» Extract provided:
A mob is a place where people go to take a break from their conscience,” Atticus Finch, “To Kill a Mockingbird”
How are we to respond to a culture dominated by ever-increasing mobs? The January 6 attack on the U.S. Capitol and destructive protests after George Floyd’s death (more than $1 billion in property damages) fit the definition of a mob: a crowd of disorderly people, many bent on violence or destructive action.
But in our political parties, corporations, school boards, churches and even our work groups and families, the actions and then the reactions of lesser mobs now feed an all-too-familiar cycle of contentious news:
- Bud Light’s transgender promotion and customer boycott
- Target’s Pride Month merchandise and blowback from all sides
- LA Dodgers’ Pride Night invitation to drag queens and religious backlash
- Disney’s and the Florida governor’s ongoing battle over gender education
- Stanford Law School’s fed judge shout-down and retort over free speech
- Supreme Court’s controversial decisions and violent threats to Justices
- Church splits over same-sex marriage and ordination
- School boards facing hostile groups on race, curriculum, gender identity
For every action there is a reaction – and usually an escalation. What once felt like political jousting now feels more like hand-to-hand combat. Target, in justifying its move, said it was “concerned about threats impacting our team members’ sense of safety.” Sometimes, however, the destruction is non-violent. Let me share a recent local example:
It was a place where members with certain types of disabilities could gather, connect, and do projects as a self-governed member-group under the direction of an executive director and a board. It provided a sense of accomplishment and an alternative to long, idle days alone. At some point the elected member-leader shared with his colleagues that he was going through gender transition. No one voiced concern. Over the course of a few months, a second and then a third member began transitioning. The transitioning group formed an informal leadership subgroup – excluding non-transitioning members – and began recruiting new members who were transitioning. They began to impose new gender identity rules and guidelines on the other members.
Some members, not a part of this transitioning group, began to complain about abuse of power, and several left. As the executive director and the board became aware of this internal movement, they began to lose donors. Some of their government funding, tied to headcount, dried up and they verged on financial collapse. Eventually the ED and board stepped in, the transitioning member-leader resigned, and several of the transitioning group left. The worthy, once thriving organization is now in survival mode.

Stored data entries
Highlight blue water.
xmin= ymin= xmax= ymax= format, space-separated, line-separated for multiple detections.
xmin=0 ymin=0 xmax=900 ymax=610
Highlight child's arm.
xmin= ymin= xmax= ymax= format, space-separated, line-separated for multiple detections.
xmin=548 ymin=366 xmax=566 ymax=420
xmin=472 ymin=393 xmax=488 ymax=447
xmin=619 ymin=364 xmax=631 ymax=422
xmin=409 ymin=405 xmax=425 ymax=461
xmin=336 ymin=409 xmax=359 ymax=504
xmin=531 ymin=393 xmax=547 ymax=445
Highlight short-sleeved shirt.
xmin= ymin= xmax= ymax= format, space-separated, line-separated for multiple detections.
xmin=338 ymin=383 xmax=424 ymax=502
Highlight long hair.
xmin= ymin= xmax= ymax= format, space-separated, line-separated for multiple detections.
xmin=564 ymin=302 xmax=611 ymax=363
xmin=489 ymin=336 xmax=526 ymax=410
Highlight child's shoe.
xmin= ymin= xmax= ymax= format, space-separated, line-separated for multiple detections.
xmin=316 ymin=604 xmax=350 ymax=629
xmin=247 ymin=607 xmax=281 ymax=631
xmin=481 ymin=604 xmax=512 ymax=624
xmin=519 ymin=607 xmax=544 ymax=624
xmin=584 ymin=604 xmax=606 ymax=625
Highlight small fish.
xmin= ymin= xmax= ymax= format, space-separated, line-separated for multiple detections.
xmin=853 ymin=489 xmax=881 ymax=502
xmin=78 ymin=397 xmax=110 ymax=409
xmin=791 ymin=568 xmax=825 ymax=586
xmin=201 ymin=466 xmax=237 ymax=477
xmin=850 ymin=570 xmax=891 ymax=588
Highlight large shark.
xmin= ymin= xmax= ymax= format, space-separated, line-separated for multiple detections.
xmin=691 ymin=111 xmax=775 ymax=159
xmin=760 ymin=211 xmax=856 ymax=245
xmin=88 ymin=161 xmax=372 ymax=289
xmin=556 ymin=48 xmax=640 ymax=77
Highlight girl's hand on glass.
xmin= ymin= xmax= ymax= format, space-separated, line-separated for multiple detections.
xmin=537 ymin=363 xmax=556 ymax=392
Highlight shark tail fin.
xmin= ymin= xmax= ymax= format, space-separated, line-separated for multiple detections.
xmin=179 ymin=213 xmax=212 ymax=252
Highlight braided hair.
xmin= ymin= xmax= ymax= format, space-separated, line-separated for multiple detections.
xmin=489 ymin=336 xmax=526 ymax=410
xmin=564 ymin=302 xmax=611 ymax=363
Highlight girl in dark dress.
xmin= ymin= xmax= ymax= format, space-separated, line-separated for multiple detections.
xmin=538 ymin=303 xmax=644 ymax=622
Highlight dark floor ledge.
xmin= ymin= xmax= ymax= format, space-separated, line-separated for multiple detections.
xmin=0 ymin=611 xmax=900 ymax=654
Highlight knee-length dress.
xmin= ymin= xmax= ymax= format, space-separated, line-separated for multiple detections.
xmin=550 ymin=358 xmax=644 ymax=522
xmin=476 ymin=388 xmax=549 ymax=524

» Instructions:
(a) In the piece on mobs, give the passage again, beginning at the words "Some members, not" and stopping after "in survival mode.", and swap "donors" for "sponsors".
(b) According to the piece on mobs, how much property damage resulted from the protests after George Floyd's death?
(c) Write the next part of the piece on mobs, picking up right after its final sentence.

» Answers to each task:
(a)
Some members, not a part of this transitioning group, began to complain about abuse of power, and several left. As the executive director and the board became aware of this internal movement, they began to lose sponsors. Some of their government funding, tied to headcount, dried up and they verged on financial collapse. Eventually the ED and board stepped in, the transitioning member-leader resigned, and several of the transitioning group left. The worthy, once thriving organization is now in survival mode.

(b) More than $1 billion.

(c)
Mob action nearly put this non-profit out of business. Regardless of what side you take, self-righteous mobs on one side beget self-righteous mobs on the other side. Victims of exclusion, securing power, transform into persecutors who exclude – who in turn eventually often become excluded victims themselves. In this circular process the higher purpose of the whole is overpowered and fractured by “us vs. them.”
A senior pastor provided this insight about how polarization can lead to losing long-standing church members: mostly it is not the differences that cause people to leave, it is when they come to feel like an outsider. How might it have turned out differently if the groups had prioritized relational purpose over the animus of relational differences. “Uncompromising” can sound righteous and inclusive but its authoritarian enforcement usually winds up excluding and creating outsiders.
Closer to home, certainly a notch below the threshold of mobs but devolving on the same spiral of harm, are vertical silos – at home, work, church – where “my group” claims selfish attachment to my way and indifference or intolerance of “the other group.” Covid has contributed to this dominance of insular vertical silos over the loose ties of the horizontal. As the CEO of a non-profit lamented last week, “everyone learned during Covid work-from-home to just do their job and let it go at that. Our ability to work horizontally and share important information and responsibility across silos has atrophied.” That streak of self-centeredness not only infects our individual lives, but a social version is present in our group lives. The narrowness of our vertical world keeps increasing as our horizontal footprint and our tolerance for those outside our tribe shrinks.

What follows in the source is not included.